» **EXCERPT TO READ**:
"""

Updated: Mar 11, 2020
By Khushi Gaur
Evolutionary Economics is a field that draws inspiration from Darwinian principles of evolution and finds practical implications in industry and government today. It looks at the economy as an evolutionary model rather than the traditional view of the economy as a system constantly in or tending towards equilibrium.
In 1859, Charles Darwin published The Origin of Species, a book that redefined the world’s understanding of the origins of life. Darwin described evolution as a theory of endogenous change which requires three mechanisms- variation, selection and retention. This is colloquially called “survival of the fittest”. This idea is at the heart of both evolutionary biology and evolutionary economics.
This field traces its origins to Thorstein Veblen (1857-1929) who coined the term ‘Evolutionary Economics’ and whose work was later expanded on by Joseph Schumpeter (1883-1950). Veblen was an economist and sociologist who was interested in the relationship between society, economy and culture. He was a nonconformist who rejected neo-classical economics, Marxism and laissez-faire economics.

"""

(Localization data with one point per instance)
"""

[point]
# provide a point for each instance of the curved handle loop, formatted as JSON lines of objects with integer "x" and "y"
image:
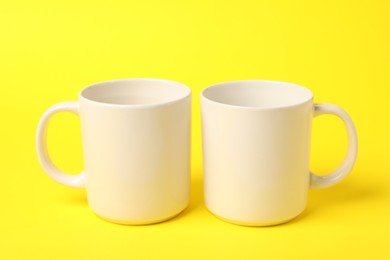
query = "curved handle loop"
{"x": 350, "y": 158}
{"x": 77, "y": 181}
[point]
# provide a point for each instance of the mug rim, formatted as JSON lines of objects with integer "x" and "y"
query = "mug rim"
{"x": 309, "y": 94}
{"x": 184, "y": 88}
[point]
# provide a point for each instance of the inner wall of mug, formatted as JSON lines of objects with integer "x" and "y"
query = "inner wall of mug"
{"x": 135, "y": 92}
{"x": 258, "y": 94}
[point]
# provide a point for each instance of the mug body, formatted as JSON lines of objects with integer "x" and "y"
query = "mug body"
{"x": 256, "y": 141}
{"x": 136, "y": 144}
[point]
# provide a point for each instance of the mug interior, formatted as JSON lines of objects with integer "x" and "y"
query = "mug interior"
{"x": 258, "y": 94}
{"x": 135, "y": 92}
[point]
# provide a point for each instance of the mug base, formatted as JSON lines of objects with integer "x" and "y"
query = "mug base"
{"x": 254, "y": 224}
{"x": 138, "y": 223}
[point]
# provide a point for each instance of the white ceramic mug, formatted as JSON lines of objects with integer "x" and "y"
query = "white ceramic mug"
{"x": 136, "y": 145}
{"x": 256, "y": 142}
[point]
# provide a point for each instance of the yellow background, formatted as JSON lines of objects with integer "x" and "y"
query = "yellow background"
{"x": 49, "y": 50}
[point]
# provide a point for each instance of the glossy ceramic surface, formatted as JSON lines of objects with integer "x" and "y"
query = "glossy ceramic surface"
{"x": 136, "y": 144}
{"x": 256, "y": 141}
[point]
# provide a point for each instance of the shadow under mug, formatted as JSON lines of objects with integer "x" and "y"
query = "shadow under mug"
{"x": 256, "y": 142}
{"x": 136, "y": 146}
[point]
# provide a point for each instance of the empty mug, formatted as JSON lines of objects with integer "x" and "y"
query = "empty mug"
{"x": 136, "y": 146}
{"x": 256, "y": 142}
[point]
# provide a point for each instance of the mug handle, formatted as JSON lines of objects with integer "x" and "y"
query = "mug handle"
{"x": 350, "y": 158}
{"x": 77, "y": 181}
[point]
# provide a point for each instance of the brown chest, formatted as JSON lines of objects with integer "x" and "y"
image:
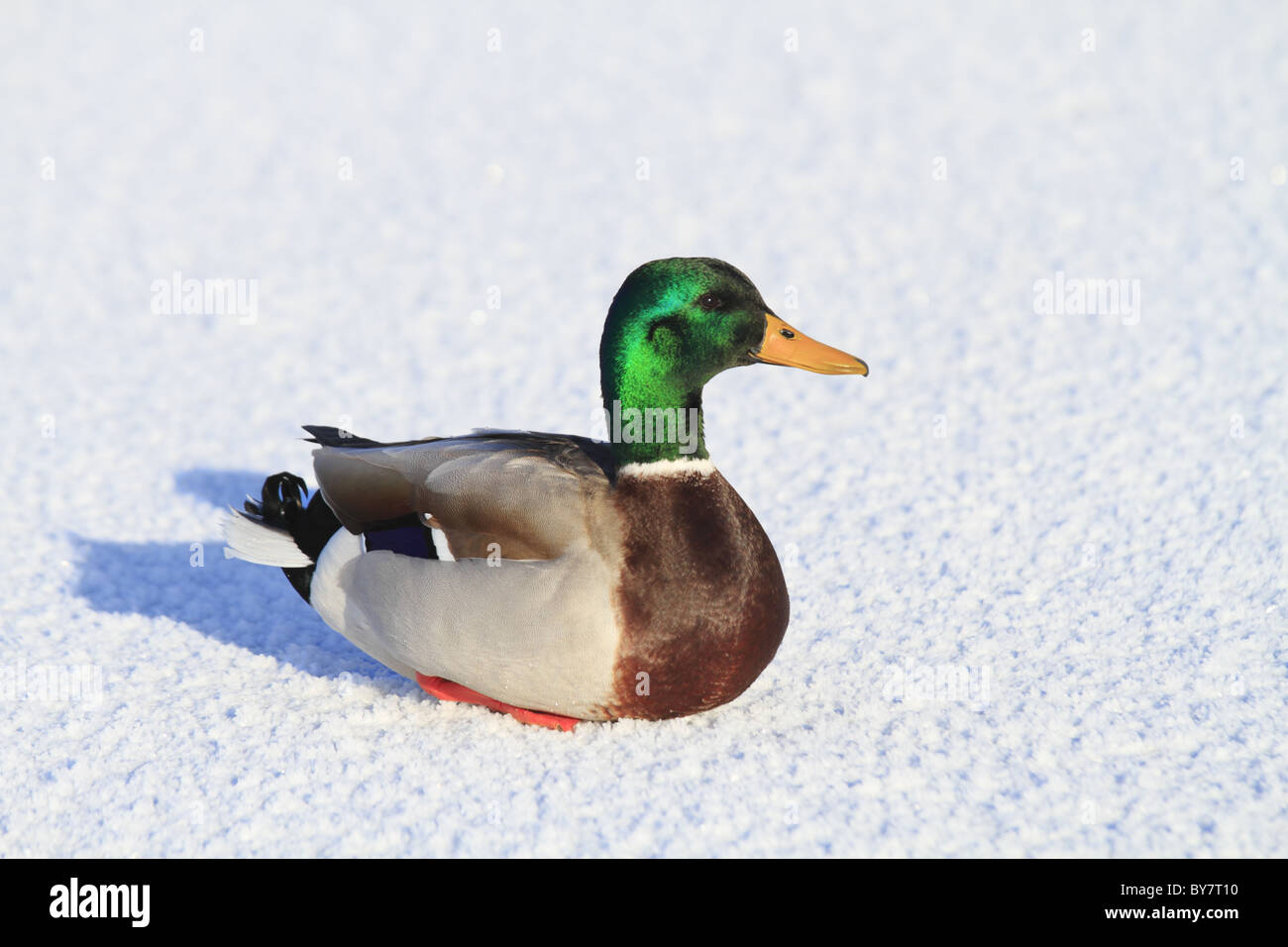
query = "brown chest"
{"x": 702, "y": 603}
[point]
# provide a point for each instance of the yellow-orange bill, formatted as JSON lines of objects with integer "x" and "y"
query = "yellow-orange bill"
{"x": 785, "y": 346}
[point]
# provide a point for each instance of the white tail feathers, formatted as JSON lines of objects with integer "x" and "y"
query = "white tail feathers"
{"x": 262, "y": 544}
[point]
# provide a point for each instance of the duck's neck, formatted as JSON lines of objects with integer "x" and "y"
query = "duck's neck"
{"x": 651, "y": 421}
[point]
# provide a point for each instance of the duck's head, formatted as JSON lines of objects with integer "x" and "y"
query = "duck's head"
{"x": 677, "y": 324}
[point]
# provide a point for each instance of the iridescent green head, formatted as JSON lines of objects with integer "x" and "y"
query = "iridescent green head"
{"x": 673, "y": 326}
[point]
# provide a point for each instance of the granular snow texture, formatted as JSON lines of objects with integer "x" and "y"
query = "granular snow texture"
{"x": 1035, "y": 560}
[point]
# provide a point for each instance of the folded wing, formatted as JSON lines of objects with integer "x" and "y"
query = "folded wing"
{"x": 515, "y": 493}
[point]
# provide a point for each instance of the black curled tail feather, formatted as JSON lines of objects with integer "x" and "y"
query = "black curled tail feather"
{"x": 310, "y": 527}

"""

» **PROBLEM DESCRIPTION**: Proceed with the text on evolutionary economics, picking up after its last sentence. This listing is a separate body of material, unrelated to the text on evolutionary economics.

» **ANSWER AREA**:
One of the foundational theories in this field is ‘Creative Destruction’ given by Schumpeter in his 1942 book, ‘Capitalism, Socialism and Democracy’. It is the process of industrial mutation that destroys the old economic structure and simultaneously enables the creation of a new one. He explained that the decline of certain industries and the consequent rise in unemployment should be tolerated as it paves the way for entrepreneurial innovation and experimentation, new equilibriums and higher standards of living. There is abundant evidence that supports Schumpeter’s theory in today’s context. In the US job market, over ten percent of the existing jobs are destroyed each year and about the same amount is created within the same year. These findings indicate that job creation and destruction flows are large, ongoing and persistent. They are an integral part of the process by which an economy upgrades its technology. Hence, capitalism is seen as an instrument of evolution within the economic and social hierarchy.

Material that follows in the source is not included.